▸ Recorded data:
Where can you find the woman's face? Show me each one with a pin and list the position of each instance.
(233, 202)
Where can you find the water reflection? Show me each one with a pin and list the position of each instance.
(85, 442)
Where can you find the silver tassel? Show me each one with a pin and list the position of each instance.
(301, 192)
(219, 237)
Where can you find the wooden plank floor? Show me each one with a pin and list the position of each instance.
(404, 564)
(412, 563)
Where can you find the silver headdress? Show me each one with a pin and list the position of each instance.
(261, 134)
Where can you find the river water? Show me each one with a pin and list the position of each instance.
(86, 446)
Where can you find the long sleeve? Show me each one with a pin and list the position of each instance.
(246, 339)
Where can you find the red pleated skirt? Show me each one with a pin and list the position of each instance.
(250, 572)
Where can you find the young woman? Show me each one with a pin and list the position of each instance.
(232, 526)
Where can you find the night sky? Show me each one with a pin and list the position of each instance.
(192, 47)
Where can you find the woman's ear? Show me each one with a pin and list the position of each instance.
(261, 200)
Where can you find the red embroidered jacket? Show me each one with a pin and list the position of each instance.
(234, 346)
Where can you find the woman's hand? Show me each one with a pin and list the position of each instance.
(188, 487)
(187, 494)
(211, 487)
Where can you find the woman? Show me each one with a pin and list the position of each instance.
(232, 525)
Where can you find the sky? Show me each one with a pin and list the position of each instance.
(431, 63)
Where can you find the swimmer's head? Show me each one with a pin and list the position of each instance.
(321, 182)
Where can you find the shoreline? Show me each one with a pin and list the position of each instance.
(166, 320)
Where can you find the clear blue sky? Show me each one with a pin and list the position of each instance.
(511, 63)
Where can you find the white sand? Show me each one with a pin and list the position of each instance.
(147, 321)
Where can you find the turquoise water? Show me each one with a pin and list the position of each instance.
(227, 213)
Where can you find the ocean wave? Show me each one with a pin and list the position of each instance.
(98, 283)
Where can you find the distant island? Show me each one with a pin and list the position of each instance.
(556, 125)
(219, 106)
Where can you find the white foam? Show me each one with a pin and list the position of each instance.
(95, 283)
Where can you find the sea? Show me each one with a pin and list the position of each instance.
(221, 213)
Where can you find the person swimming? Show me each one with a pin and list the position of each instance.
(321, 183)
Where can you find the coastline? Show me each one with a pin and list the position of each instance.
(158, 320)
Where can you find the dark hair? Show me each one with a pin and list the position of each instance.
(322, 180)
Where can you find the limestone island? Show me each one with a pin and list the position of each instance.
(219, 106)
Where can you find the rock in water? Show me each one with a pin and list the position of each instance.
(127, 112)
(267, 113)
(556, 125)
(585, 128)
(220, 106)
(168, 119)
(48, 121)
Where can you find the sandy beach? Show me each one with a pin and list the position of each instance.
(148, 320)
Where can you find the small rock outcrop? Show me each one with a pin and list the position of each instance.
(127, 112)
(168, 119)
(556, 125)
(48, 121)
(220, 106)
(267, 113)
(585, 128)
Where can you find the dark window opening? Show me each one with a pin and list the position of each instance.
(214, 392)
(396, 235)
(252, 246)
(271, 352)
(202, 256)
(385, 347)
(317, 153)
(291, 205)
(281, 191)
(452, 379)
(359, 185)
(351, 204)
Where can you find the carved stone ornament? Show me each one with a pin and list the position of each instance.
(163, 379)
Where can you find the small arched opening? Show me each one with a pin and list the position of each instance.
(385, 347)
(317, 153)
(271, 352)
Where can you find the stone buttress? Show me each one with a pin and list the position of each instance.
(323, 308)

▸ Exercise:
Without omitting anything, output the entries exactly.

▸ Answer section:
Where can you find the woman's face? Show me each one with a pin and list the position of each instance.
(233, 202)
Where can you find the water reflection? Show me each one with a pin and list the position of each instance.
(85, 442)
Where can you find the silver tassel? Show me each one with a pin and list the position of each instance.
(301, 192)
(219, 237)
Where can you find the wooden plank floor? Show me each one with a pin and list the position of each instance.
(404, 564)
(412, 563)
Where can you find the silver headdress? Show me each one with a pin and list the position of each instance.
(261, 134)
Where can you find the river water? Show me each one with a pin and list the position of each instance.
(86, 446)
Where can you find the long sleeve? Show me each one with a pin and list the position of each instance.
(246, 339)
Where can you find the red pleated skirt? Show me each one with a pin and list the position of each instance.
(250, 572)
Where can you find the young woman? Show me each one with a pin and list the position of each instance.
(232, 526)
Where can you find the night sky? Show me each one with a pin and list the position of each instance.
(192, 47)
Where can you find the woman's ear? Show me each one with a pin and list the position of each instance.
(261, 200)
Where can you find the red embroidered jacket? Show me each one with a pin and list the position of each instance.
(234, 346)
Where can you find the woman's hand? Show me each one with a pin and list the position of each instance.
(188, 487)
(187, 494)
(211, 487)
Where can you find the woman? Show me each one with a pin and list the position of each instance.
(232, 525)
Where can you find the sky? Show me each one with a pin and list the position of each instance.
(431, 63)
Where can you find the swimmer's head? Show me each one with a pin and list the position of each instance.
(321, 182)
Where can you find the shoreline? Show me each one with a pin and list the position of each instance.
(166, 320)
Where can you find the clear blue sky? Show me each one with a pin and list the position of each instance.
(511, 63)
Where can you find the white sand? Show me each one with a pin and list the position of each instance.
(147, 321)
Where can you find the turquoise water? Show me each one with a pin and list the position of each instance.
(227, 213)
Where can you find the ocean wave? Show me each one with a pin and list the position of each instance.
(98, 283)
Where can you find the distant island? Show me each one with a pin and list the position of each instance.
(556, 125)
(219, 106)
Where can you find the white foam? Show me each one with a pin and list the position of each instance.
(95, 283)
Where can you find the sea? Show me each one with a pin and list the position of each instance.
(221, 213)
Where can you find the person swimming? Show me each one with a pin and list the position of each instance.
(321, 183)
Where can you find the coastline? Show me each one with a pin and list the position of each instance.
(158, 320)
Where can you find the dark hair? Show me each one with a pin and list the position of each instance.
(322, 180)
Where can you find the limestone island? Show me each one with a pin and list the position of each instance.
(219, 106)
Where can you find the rock in water? Show me each one with a pin and list the position of each instance.
(127, 112)
(267, 113)
(556, 125)
(585, 128)
(220, 106)
(168, 119)
(48, 121)
Where can you find the sandy beach? Show me each one with a pin and list the position of each instance.
(148, 320)
Where can you find the small rock outcrop? Show me each one with a pin and list the position of each instance.
(127, 112)
(168, 119)
(556, 125)
(48, 121)
(220, 106)
(267, 113)
(585, 128)
Where can you find the dark window opening? Show me each one with a pin and list the position of each instance.
(214, 392)
(396, 235)
(252, 246)
(271, 352)
(202, 256)
(385, 347)
(317, 153)
(291, 205)
(281, 191)
(452, 379)
(359, 185)
(351, 204)
Where can you find the carved stone ornament? Show me each one with a pin and list the position of each instance.
(163, 379)
Where can you find the small arched opening? Show me each one with a pin and list the position of each instance.
(385, 347)
(317, 153)
(271, 352)
Where can you find the stone buttress? Show me each one with a pin and list the position of each instance.
(323, 308)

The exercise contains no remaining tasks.